● **Written problem**
Update the lines below by replacing "shelf-audit checker" with "inventory review tool" everywhere it appears, and leave everything else unchanged.

● **Entries provided**
·····

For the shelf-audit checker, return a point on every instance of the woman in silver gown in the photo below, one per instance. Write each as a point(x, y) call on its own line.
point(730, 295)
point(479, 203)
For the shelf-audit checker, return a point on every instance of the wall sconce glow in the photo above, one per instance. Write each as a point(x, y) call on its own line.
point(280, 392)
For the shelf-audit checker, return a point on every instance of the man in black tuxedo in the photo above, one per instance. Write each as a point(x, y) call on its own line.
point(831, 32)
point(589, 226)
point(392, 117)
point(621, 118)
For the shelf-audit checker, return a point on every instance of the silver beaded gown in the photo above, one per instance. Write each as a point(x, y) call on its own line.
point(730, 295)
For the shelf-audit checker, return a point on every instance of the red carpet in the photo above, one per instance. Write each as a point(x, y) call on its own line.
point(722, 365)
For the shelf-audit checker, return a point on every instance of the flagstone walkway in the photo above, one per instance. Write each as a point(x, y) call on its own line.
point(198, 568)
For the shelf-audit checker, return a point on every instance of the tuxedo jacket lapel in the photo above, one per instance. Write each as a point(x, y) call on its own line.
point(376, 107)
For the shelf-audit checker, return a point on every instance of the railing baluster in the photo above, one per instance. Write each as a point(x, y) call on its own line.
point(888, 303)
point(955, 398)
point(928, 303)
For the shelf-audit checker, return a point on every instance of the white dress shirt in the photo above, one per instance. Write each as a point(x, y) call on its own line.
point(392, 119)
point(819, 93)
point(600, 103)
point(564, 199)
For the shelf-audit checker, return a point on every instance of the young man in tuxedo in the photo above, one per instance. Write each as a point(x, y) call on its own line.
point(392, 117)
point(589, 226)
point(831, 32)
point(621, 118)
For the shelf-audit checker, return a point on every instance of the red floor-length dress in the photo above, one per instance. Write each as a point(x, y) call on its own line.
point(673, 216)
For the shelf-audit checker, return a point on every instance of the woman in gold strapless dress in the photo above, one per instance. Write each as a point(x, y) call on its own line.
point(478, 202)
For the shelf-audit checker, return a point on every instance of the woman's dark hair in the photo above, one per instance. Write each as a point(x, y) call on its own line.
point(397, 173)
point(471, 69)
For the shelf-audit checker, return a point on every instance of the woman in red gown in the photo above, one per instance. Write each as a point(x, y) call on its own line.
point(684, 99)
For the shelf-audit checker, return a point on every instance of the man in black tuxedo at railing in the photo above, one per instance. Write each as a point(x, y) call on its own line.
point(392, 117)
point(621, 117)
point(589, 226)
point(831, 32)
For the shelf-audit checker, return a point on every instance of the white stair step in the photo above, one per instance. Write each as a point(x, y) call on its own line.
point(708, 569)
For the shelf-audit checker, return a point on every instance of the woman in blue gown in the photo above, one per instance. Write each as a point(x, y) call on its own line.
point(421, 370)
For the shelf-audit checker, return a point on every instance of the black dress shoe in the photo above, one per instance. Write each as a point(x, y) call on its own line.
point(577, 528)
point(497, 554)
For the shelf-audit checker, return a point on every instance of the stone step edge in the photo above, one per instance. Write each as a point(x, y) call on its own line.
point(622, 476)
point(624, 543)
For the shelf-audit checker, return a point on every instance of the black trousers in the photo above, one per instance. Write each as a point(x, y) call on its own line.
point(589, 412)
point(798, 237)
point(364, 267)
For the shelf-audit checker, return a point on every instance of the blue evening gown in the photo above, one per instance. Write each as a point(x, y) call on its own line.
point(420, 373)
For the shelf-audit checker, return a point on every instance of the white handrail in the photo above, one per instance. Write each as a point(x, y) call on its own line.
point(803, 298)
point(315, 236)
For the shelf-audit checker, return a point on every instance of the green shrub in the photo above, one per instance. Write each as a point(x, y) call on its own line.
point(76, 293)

·····

● **Exercise answer**
For the inventory review tool, return a point on every instance of the woman in silver gown in the photo below, one per instance. Write each as a point(x, y) call on its own line.
point(730, 295)
point(479, 203)
For the inventory review tool, return a point on every instance of the wall sconce glow in the photo above, one per instance. Write each as a point(x, y) call on its own line.
point(280, 392)
For the inventory review tool, return a point on every instance of the man in black tuxedo in the photo above, one per instance. Write each as a point(x, y) call on its own line.
point(831, 32)
point(589, 226)
point(392, 117)
point(621, 118)
For the inventory review tool, return a point on every instance of the silver beaded gown in the photo above, one per instance. Write each as a point(x, y) call on its own line.
point(730, 295)
For the inventory review tool, return a point on every instance of the red carpet in the photo above, one per instance. Write each as a point(x, y) call on its own line.
point(722, 365)
For the inventory review tool, return a point on every instance of the flagstone walkway in the photo above, one per instance. Write each as a point(x, y) call on its own line.
point(198, 568)
For the inventory review tool, return a point on every instance of the tuxedo jacket lapel in the photo above, one per instance. Write each as a point(x, y) call on its own line.
point(376, 107)
For the inventory review tool, return a point on every instance of the railing baluster in the photo above, one per instance. Write each as a point(x, y) call on its own line.
point(888, 303)
point(955, 398)
point(928, 303)
For the inventory review tool, return a point on every instance of the white dress shirt in the photo above, one per instance. Write each as a point(x, y) call on its own line.
point(392, 119)
point(819, 93)
point(600, 103)
point(564, 199)
For the inventory review tool, return a point on every instance of the young man in tuxedo in the photo above, one per instance. Write each as a point(x, y) call on its own line.
point(392, 117)
point(589, 226)
point(831, 32)
point(621, 118)
For the inventory review tool, return a point on every instance of the red floor-length dress in the photo above, one per instance. Write each as a point(x, y) call on its own line.
point(673, 216)
For the inventory review tool, return a point on every instance of the woman in gold strapless dress in the photo above, one per instance. Write each as a point(x, y) call on its own line.
point(478, 202)
For the inventory review tool, return a point on every instance of the woman's dark hair in the photo above, one per instance. Write each as a point(x, y) call on its own line.
point(397, 173)
point(471, 69)
For the inventory review tool, return a point on every instance of the woman in red gown in the photo above, one per instance. Write each as a point(x, y) call on its own line.
point(684, 99)
For the inventory review tool, return a point on every instance of the man in black tuxedo at railing in the photo above, one per instance. Write each as a point(x, y) call on its own line.
point(392, 117)
point(621, 117)
point(589, 226)
point(831, 32)
For the inventory review tool, return a point on every instance of the white stair step in the photo above, one per instance. Write each as a point(x, y) call on its own line.
point(708, 569)
For the inventory review tool, return a point on every instance of the woman in blue gown in the photo above, one per instance. Write each as a point(x, y) call on its own line.
point(421, 370)
For the inventory review tool, return a point on every instance of the black dress shoe in the photo above, one per instance. Write each as a point(x, y) call on its own line.
point(577, 528)
point(497, 554)
For the inventory review tool, return a point on every instance of the stone step edge in the photo above, one per instance. Write each as a point(x, y) call on its own line.
point(622, 476)
point(624, 543)
For the inventory review tool, return a point on every instance of the black trousers in the photo above, one per instance. Write each as a point(x, y) call on its own line.
point(589, 412)
point(798, 237)
point(364, 267)
For the inventory review tool, return a point on every instance of the blue evening gown in the photo above, one per instance. Write each as a point(x, y) call on its own line.
point(420, 373)
For the inventory review tool, return a point on every instance of the white handrail in the photo above, one per instance. Write each as a point(x, y) call on its own line.
point(803, 298)
point(315, 236)
For the inventory review tool, return a point on every instance of the green shrub in the photo above, one per instance. Write each as a point(x, y) call on its own line.
point(76, 293)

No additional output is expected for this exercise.